Kasus virus korona baru telah memicu meningkatnya xenofobia (ketakutan terhadap orang asing) terhadap warga asal China dan Asia di dunia. Meski Organisasi Kesehatan Dunia (WHO) merekomendasikan nama Covid-19 untuk menyebut penyakit yang disebabkan virus korona baru tersebut, tetap saja masih banyak yang mengasosiasikan penyakit ini dengan Wuhan dan China, tempat pertama kali ditemukan virus ini pada Desember 2019. Sejumlah media juga masih ada yang menyebut ”virus korona dari Wuhan” dalam pemberitaannya.
Ketakutan dan kepanikan akan terinfeksi virus yang penyebarannya sangat cepat dan belum ada penangkalnya ini menjadi salah satu pemicu peningkatan xenofobia terhadap China. Ini juga terjadi saat wabah ebola pada 2014-2016 yang menimbulkan sentimen rasisme terhadap orang Afrika. Meski informasi tentang virus korona baru semakin banyak, informasi palsu atau hoaks terkait virus ini juga banyak sehingga menimbulkan kesalahpahaman di masyarakat.
Menurut Jun Wen, dosen di Universitas Edith Cowan, Australia, yang meneliti diskriminasi terkait virus korona baru, ketakutan dan kepanikan tersebut dapat menyebabkan perilaku tidak rasional dan bahkan melanggar hukum. Secara khusus, sebagaimana dikutip di situs Times Higher Education, Wen menyebut, kesalahpahaman yang luas dan kesalahan pemberitaan di media telah memicu diskriminasi terhadap warga dari China.
Di Barat, berdasarkan penelitian Cary Wu, asisten profesor di Departemen Sosiologi Univeritas York, Kanada, munculnya penolakan dan serangan terhadap warga asal China dan mereka yang ”berwajah Asia” saat ini berakar pada sejarah diskriminasi terhadap orang-orang China dan Asia dalam budaya dan masyarakat Barat. Ada stereotip terhadap orang China yang minoritas di sana.
–Nama penyakit yang terkait dengan tempat.
Mempromosikan keberagaman
Meski telah berlangsung sejak dahulu dan kini meningkat bersamaan dengan merebaknya virus korona baru ini, kondisi tersebut tidak boleh dibiarkan. Wu mengajak kalangan universitas untuk ”mengutuk dan menghukum” segala bentuk perilaku diskriminatif, termasuk xenofobia ini.
Direktur Regional Amnesty International Nicholas Bequelin, seperti dikutip dari Amnesty.org, meminta pemerintah seluruh dunia untuk mengambil tindakan zero-tolerance terhadap tindakan rasis dengan target warga asal China dan Asia. Satu-satunya cara dunia dapat memerangi wabah Covid-19 ini melalui solidaritas dan kerja sama lintas batas. Diskriminasi dan xenofobia dapat menganggu upaya memerangi penyakit ini.

Tugas yang Dikerjakan:
Jawablah berdasarkan teks tentang xenofobia terhadap warga asal China:
1. Kapan dan di mana virus korona baru pertama kali ditemukan?
2. Di universitas mana Jun Wen menjadi dosen?
3. Apa yang diminta Nicholas Bequelin dari pemerintah seluruh dunia?
Catatan di bawah ini sama sekali tidak dipakai di sini.

Informasi yang Diberikan:
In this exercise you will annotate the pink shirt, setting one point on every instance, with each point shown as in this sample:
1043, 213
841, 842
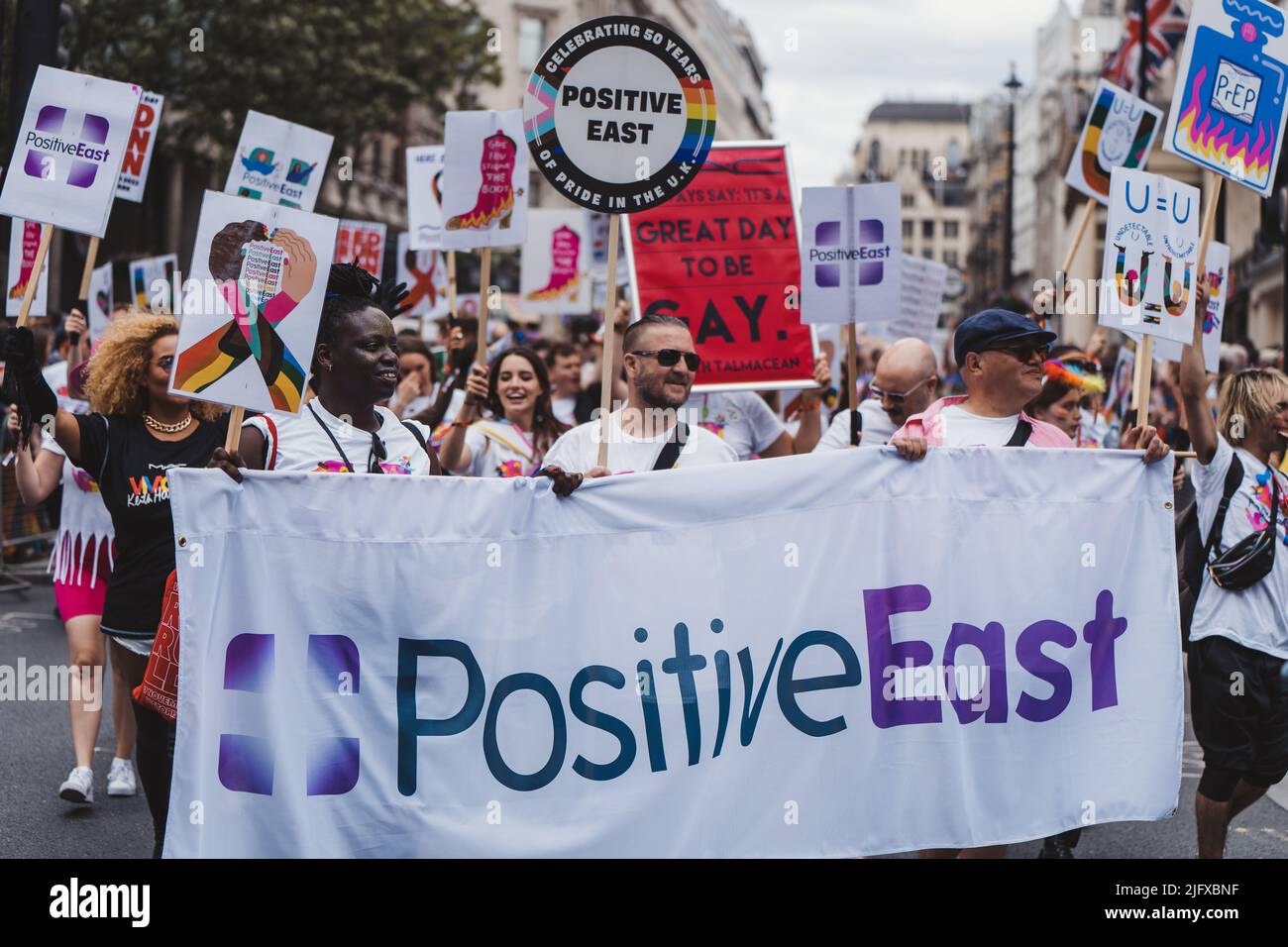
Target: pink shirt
930, 425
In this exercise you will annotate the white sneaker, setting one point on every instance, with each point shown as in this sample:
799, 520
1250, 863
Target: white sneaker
120, 779
78, 787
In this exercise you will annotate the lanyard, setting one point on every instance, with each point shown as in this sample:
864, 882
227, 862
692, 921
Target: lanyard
338, 447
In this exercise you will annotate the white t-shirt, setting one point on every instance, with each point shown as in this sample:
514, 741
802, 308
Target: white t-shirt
299, 442
1256, 617
565, 408
741, 419
578, 450
876, 431
500, 449
84, 523
964, 429
416, 405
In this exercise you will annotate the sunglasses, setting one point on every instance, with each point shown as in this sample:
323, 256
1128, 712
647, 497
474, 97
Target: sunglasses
896, 397
669, 359
1025, 354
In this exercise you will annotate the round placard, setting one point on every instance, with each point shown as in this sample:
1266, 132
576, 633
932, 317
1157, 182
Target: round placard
619, 114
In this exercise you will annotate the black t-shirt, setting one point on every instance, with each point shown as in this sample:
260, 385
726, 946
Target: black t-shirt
132, 468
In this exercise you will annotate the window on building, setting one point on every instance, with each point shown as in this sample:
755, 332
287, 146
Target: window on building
532, 40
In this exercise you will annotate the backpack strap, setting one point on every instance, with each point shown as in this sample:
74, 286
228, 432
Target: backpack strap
670, 451
1233, 478
1022, 431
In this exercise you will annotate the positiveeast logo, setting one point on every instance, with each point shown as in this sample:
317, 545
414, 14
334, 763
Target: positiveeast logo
75, 899
871, 253
54, 155
248, 763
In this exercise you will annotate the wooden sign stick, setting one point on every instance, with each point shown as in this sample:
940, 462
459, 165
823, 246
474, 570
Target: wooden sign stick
1083, 222
47, 234
605, 373
235, 418
484, 278
851, 372
90, 260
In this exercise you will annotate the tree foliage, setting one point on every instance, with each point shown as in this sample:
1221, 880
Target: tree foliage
349, 68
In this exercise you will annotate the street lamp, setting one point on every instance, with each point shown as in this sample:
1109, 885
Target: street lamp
1013, 86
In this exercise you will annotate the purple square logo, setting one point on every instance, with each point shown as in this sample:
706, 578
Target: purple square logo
248, 762
55, 155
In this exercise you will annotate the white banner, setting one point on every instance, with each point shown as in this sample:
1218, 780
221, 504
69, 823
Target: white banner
644, 671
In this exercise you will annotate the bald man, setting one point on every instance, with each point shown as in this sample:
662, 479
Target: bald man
905, 384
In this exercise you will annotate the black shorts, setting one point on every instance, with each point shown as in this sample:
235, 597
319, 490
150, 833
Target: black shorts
1239, 707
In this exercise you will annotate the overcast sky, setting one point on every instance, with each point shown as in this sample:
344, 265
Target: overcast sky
855, 53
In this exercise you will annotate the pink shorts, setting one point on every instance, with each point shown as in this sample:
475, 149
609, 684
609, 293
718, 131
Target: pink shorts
75, 599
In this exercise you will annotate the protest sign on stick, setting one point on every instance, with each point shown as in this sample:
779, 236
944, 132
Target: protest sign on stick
1216, 265
25, 239
71, 141
250, 343
278, 161
153, 282
851, 261
554, 275
1119, 133
140, 147
1228, 108
619, 115
425, 196
724, 257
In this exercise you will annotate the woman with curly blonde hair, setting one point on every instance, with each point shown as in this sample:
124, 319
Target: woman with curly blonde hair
136, 433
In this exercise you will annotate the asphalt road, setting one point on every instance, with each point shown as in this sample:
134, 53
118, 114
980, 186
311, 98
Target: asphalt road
35, 757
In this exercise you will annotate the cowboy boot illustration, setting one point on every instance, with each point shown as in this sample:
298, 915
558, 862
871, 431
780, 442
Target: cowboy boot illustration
565, 248
1176, 307
496, 195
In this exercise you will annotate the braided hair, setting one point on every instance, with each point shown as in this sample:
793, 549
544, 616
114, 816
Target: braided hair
351, 289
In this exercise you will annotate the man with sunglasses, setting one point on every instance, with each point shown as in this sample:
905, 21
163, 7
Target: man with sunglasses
905, 384
660, 364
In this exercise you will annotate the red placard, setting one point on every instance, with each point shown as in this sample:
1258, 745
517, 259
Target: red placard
724, 257
362, 243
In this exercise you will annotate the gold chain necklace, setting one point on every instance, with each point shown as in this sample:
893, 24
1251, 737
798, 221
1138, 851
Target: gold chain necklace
166, 428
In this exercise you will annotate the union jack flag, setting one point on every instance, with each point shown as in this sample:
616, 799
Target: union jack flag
1167, 26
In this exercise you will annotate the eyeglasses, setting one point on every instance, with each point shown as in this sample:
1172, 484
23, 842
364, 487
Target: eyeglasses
377, 454
669, 359
896, 397
1024, 354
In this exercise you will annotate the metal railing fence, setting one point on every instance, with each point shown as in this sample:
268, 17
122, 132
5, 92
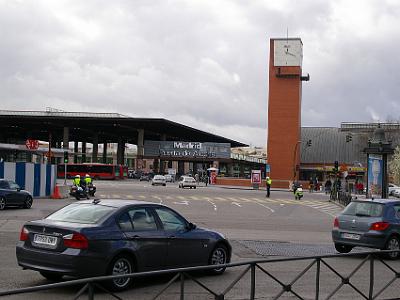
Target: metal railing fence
284, 287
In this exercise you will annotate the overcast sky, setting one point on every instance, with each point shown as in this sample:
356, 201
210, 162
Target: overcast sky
200, 63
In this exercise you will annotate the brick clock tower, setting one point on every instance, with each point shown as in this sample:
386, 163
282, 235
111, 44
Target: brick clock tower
284, 109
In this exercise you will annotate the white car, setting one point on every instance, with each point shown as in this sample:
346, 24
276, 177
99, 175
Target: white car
159, 180
187, 181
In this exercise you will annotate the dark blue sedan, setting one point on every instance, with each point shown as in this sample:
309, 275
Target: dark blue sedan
12, 195
110, 237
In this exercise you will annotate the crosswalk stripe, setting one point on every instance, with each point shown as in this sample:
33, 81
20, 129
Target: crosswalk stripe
217, 198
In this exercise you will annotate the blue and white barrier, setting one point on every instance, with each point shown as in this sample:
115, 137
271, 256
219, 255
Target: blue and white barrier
39, 179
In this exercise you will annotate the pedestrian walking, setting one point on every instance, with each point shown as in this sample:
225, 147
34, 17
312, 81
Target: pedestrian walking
268, 183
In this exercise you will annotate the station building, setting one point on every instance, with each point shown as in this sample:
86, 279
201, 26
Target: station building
146, 144
320, 147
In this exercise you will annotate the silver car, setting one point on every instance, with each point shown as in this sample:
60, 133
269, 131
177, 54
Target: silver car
159, 180
373, 223
187, 181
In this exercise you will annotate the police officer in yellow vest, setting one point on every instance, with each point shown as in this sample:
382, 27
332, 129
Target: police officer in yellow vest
268, 183
88, 180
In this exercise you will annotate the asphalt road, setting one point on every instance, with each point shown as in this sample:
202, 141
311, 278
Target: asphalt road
258, 227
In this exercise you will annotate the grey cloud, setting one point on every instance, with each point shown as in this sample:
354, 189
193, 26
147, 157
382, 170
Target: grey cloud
202, 63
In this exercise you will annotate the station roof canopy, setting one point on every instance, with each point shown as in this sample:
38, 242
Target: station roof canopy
110, 128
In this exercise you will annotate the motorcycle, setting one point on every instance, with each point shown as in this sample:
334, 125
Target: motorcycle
78, 192
298, 193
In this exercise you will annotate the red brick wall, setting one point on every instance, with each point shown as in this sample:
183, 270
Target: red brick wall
284, 121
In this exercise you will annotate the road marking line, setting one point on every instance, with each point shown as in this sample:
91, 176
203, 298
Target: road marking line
158, 198
212, 203
267, 207
245, 199
185, 202
216, 198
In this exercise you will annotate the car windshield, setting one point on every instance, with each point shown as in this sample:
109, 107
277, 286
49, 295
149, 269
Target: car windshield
86, 213
364, 209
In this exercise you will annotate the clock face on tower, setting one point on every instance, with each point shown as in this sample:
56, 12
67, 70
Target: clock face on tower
288, 52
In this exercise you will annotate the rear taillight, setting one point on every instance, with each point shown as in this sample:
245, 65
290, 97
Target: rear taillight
76, 241
336, 223
379, 226
24, 235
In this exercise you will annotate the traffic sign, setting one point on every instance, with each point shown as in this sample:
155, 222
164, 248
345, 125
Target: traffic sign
32, 144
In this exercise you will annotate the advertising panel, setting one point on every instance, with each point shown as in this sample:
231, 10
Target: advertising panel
256, 178
375, 175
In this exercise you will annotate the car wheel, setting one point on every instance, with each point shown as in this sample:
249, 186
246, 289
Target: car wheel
393, 244
218, 256
343, 248
2, 203
28, 202
120, 265
51, 276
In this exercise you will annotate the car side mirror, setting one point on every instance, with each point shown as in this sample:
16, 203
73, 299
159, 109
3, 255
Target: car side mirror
191, 226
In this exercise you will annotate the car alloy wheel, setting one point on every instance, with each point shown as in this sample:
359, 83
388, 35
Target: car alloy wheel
2, 203
28, 202
219, 256
121, 265
393, 244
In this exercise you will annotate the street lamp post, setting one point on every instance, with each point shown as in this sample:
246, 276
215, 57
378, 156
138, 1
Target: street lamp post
294, 160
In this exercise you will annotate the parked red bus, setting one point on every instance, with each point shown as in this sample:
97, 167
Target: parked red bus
96, 171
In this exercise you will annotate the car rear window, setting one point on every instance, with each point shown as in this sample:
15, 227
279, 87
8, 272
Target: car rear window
85, 213
364, 209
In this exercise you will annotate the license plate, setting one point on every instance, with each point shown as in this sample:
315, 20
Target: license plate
45, 240
351, 236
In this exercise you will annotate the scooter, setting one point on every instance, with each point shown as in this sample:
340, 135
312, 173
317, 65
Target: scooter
298, 194
78, 192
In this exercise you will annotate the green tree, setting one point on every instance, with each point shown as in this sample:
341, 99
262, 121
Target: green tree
394, 165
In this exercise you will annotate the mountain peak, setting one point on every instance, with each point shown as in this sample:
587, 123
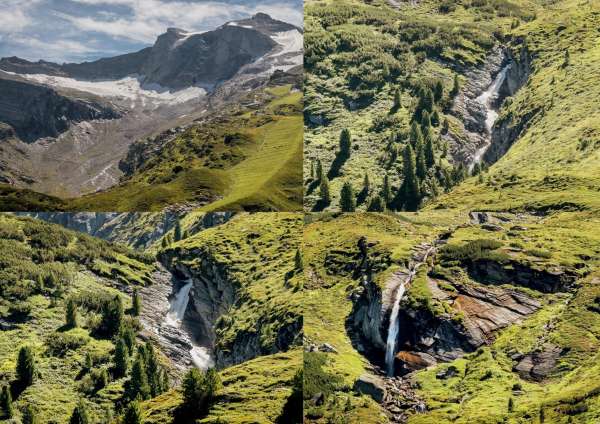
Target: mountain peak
262, 17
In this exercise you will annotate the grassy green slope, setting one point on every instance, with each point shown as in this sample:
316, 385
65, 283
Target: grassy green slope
554, 164
43, 265
359, 53
259, 170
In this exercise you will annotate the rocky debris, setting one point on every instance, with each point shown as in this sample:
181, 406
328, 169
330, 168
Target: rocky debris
137, 229
447, 373
539, 364
508, 129
174, 342
492, 227
551, 280
35, 111
470, 112
401, 400
414, 361
371, 385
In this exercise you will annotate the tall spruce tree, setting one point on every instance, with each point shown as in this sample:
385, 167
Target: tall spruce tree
410, 191
25, 367
416, 135
6, 402
29, 415
386, 191
347, 198
136, 303
121, 358
71, 314
177, 232
298, 265
345, 142
429, 152
80, 414
138, 383
324, 191
133, 413
376, 204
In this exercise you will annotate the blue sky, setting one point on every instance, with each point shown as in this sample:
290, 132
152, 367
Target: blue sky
79, 30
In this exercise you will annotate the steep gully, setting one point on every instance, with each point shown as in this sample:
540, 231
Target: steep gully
483, 137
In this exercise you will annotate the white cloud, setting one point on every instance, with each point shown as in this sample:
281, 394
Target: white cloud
14, 15
149, 18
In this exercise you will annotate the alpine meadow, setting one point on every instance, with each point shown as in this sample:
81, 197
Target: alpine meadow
462, 139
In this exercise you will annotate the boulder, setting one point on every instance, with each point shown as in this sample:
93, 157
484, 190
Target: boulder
371, 385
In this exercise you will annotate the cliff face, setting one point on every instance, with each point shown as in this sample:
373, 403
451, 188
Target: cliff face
229, 309
509, 126
35, 111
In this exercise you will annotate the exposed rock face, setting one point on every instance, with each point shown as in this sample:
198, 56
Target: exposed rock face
213, 293
35, 111
537, 365
178, 59
544, 280
174, 342
509, 128
371, 385
470, 111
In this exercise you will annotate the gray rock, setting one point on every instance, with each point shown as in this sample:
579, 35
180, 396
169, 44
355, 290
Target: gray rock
371, 385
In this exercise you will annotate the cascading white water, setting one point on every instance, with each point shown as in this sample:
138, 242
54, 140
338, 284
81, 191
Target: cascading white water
178, 306
488, 100
393, 329
200, 355
394, 326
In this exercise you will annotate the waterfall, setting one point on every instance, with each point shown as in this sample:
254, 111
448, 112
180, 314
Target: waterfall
200, 355
393, 329
178, 306
488, 99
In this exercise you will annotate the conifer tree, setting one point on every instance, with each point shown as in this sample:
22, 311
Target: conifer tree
177, 232
71, 314
386, 191
298, 265
397, 100
421, 163
366, 185
29, 415
429, 152
136, 303
319, 170
80, 415
455, 87
345, 142
138, 383
410, 186
121, 358
133, 413
438, 91
324, 190
25, 367
347, 198
416, 135
112, 317
425, 121
6, 402
376, 205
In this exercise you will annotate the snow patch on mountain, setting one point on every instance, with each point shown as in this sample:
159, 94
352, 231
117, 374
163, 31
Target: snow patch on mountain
129, 88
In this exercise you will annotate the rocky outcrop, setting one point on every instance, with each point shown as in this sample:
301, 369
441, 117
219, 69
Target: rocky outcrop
214, 293
178, 59
545, 280
509, 127
371, 385
35, 111
539, 364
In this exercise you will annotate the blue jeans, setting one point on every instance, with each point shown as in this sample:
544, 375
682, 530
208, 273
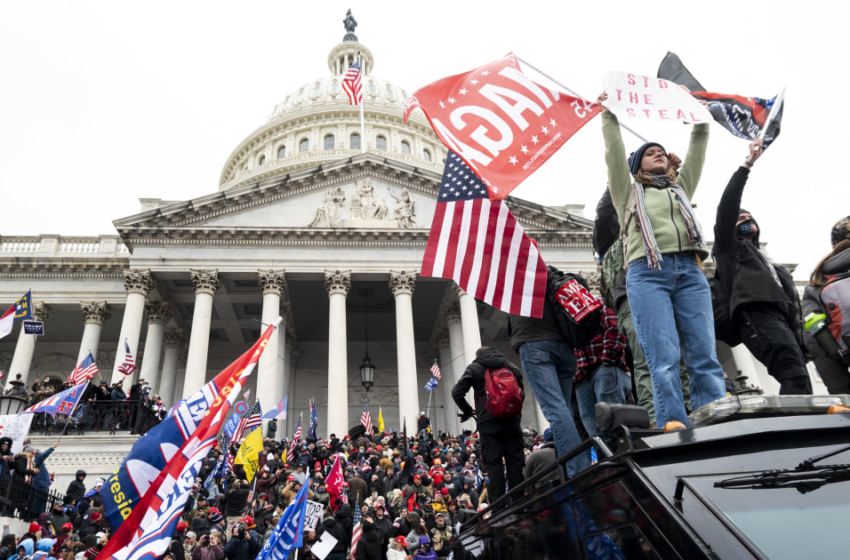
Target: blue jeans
606, 384
671, 310
549, 366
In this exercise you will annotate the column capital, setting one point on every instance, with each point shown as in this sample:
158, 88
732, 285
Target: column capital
452, 313
402, 282
138, 281
173, 338
205, 281
96, 312
338, 282
157, 312
272, 281
40, 311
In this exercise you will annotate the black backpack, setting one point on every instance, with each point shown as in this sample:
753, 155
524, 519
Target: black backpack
577, 312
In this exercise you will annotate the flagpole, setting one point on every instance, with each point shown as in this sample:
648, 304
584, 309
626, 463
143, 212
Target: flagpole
362, 121
571, 92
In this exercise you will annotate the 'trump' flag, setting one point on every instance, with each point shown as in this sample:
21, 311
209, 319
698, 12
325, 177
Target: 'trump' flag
499, 122
366, 418
19, 311
146, 496
289, 532
353, 85
480, 245
63, 402
129, 365
745, 117
84, 372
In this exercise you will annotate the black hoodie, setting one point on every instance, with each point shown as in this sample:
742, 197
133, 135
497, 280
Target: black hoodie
474, 377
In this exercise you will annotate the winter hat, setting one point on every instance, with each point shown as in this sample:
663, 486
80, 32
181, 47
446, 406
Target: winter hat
636, 156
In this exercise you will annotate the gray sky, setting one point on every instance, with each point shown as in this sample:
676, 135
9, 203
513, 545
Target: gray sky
103, 103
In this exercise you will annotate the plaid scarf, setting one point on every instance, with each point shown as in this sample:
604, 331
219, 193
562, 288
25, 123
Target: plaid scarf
650, 245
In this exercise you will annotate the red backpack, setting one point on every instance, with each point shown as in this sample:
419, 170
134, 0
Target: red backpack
502, 395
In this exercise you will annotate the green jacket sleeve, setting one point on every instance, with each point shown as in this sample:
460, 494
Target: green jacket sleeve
619, 178
695, 160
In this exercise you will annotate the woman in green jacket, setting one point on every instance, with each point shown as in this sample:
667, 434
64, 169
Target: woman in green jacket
664, 245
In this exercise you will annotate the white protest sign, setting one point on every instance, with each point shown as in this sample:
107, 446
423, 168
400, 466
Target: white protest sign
16, 427
633, 97
314, 514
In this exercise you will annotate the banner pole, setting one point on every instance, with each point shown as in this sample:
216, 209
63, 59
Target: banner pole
571, 92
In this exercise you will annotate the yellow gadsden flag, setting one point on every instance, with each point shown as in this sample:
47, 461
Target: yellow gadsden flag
249, 453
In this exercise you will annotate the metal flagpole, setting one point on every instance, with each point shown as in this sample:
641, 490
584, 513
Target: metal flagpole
362, 98
571, 92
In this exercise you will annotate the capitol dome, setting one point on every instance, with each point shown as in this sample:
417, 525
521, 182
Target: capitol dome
315, 124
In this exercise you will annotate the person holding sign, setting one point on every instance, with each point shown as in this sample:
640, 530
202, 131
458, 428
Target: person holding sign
663, 246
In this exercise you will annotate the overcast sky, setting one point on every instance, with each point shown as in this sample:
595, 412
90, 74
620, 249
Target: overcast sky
103, 103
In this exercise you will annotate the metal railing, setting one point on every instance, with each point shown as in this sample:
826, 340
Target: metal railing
99, 416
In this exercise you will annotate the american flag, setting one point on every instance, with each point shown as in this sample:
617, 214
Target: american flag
481, 246
366, 419
435, 370
84, 372
352, 84
129, 365
356, 533
249, 421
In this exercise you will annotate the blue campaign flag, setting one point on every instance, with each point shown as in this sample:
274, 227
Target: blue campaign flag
289, 532
63, 402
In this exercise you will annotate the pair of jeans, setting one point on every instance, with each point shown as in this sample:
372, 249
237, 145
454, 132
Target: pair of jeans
549, 366
607, 383
673, 318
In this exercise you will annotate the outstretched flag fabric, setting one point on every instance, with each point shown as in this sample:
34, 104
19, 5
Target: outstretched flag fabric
480, 245
146, 496
743, 116
502, 124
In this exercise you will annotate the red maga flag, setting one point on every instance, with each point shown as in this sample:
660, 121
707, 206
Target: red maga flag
479, 244
501, 123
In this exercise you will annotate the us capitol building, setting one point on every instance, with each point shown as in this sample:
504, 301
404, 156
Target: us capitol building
302, 225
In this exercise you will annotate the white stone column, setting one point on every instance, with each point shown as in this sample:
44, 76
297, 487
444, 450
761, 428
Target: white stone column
168, 384
158, 314
402, 285
338, 284
269, 383
138, 284
449, 407
469, 319
95, 314
206, 285
25, 347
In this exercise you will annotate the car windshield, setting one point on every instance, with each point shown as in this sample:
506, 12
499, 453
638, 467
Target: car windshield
784, 522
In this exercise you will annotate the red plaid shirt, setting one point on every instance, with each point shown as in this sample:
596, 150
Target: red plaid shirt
608, 348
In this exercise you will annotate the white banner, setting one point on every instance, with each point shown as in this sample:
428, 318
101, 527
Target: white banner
314, 515
16, 427
633, 97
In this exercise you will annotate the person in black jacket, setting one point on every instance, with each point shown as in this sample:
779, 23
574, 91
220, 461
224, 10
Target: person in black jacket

Hasil Tugas:
1. Pada Desember 2019 di Wuhan, China.
2. Universitas Edith Cowan, Australia.
3. Mengambil tindakan zero-tolerance terhadap tindakan rasis yang menargetkan warga asal China dan Asia.